- [GIVEN INSTRUCTION]: What follows is a listing; restate every line of it word for word.

- [MATERIAL PROVIDED]:
=-=-=
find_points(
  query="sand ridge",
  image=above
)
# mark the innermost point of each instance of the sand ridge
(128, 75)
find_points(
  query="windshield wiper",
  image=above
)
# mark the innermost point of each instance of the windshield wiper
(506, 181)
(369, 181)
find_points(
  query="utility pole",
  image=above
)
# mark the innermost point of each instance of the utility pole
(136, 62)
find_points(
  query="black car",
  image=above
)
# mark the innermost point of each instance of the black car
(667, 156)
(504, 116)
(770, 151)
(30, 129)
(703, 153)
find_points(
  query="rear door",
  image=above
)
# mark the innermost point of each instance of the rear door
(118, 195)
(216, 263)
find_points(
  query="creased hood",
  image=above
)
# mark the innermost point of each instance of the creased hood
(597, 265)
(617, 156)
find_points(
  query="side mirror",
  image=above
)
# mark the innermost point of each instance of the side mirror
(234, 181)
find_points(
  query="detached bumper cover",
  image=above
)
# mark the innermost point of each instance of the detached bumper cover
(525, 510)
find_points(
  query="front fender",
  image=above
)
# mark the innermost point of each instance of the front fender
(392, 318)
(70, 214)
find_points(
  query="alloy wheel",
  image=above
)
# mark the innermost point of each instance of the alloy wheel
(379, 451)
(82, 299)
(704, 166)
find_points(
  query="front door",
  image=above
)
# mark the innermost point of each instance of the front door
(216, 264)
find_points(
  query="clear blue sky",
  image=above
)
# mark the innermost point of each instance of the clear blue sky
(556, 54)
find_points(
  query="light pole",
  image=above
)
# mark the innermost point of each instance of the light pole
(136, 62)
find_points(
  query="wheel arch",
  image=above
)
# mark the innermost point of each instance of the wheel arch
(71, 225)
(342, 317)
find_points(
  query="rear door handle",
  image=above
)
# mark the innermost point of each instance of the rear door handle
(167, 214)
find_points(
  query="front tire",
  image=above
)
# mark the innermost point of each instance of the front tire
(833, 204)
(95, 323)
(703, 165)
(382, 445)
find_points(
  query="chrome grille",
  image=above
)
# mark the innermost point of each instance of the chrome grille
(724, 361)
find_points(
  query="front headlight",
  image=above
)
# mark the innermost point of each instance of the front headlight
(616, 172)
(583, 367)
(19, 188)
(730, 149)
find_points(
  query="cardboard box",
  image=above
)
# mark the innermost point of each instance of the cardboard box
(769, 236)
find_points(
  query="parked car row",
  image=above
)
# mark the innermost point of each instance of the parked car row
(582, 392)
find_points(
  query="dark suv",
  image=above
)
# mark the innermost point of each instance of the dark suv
=-=-=
- [TASK SOLUTION]:
find_points(
  query="sand ridge",
  image=above
)
# mark the innermost point of each instance of the sand ridge
(128, 75)
find_points(
  query="windshield wiper",
  image=above
)
# mark the innermost point of each instance of the windshield wiper
(506, 181)
(369, 181)
find_points(
  query="utility pole",
  image=above
)
# mark the innermost point of each instance of the utility pole
(136, 62)
find_points(
  query="black car",
  image=above
)
# mark the innermost point of each instance of the black car
(667, 156)
(504, 116)
(770, 151)
(30, 129)
(703, 153)
find_points(
  query="rear door",
  image=above
)
# mark the innermost point of each instance of the rear door
(118, 195)
(216, 263)
find_points(
  query="creased hood",
  image=above
)
# mark the innermost point of each instance of the creased hood
(597, 265)
(617, 156)
find_points(
  query="side mirror",
  image=above
)
# mark the innermost point of each instance of the side mirror
(234, 181)
find_points(
  query="detached bumper cover",
  image=above
)
# mark the innermost point of each instance of the detached bumper cover
(525, 510)
find_points(
  query="front fender",
  image=above
)
# mark the innermost point of each instance of the front fender
(392, 318)
(70, 214)
find_points(
  query="alloy wheel",
  image=above
)
# mark the innermost point of each instance of the alloy wheel
(379, 451)
(82, 299)
(704, 166)
find_points(
  query="front door",
  image=above
)
# mark the innermost point of each instance of the front door
(216, 264)
find_points(
  query="clear blue sky",
  image=above
)
# mark the innermost point of each instance of the clear blue sky
(556, 54)
find_points(
  query="light pole",
  image=above
)
# mark the innermost point of each instance of the light pole
(136, 62)
find_points(
  query="wheel arch",
  image=above
)
# mark the innermost point of each instance of the wheel arch
(71, 225)
(342, 317)
find_points(
  query="rear door handle",
  image=above
)
# mark the innermost point of each instance of the rear door handle
(167, 214)
find_points(
  query="front tire",
  image=above
)
# mark the innermost point of each instance of the front tire
(833, 204)
(95, 323)
(703, 165)
(382, 445)
find_points(
  query="chrome grille",
  image=above
)
# mark the innermost point of each instance of the chrome grille
(724, 361)
find_points(
  query="front headlight",
  image=above
)
# mark the innermost point of each instance of the front headlight
(616, 172)
(583, 367)
(19, 188)
(730, 149)
find_points(
  query="cardboard box",
  image=above
)
# mark the innermost point of each instance of the cardboard box
(769, 236)
find_points(
  query="parked car row",
  image=above
)
# mark the innermost point of each instance of the parked car row
(582, 392)
find_points(
  query="dark suv",
  image=above
)
# mark the innermost point of each instance of the dark suv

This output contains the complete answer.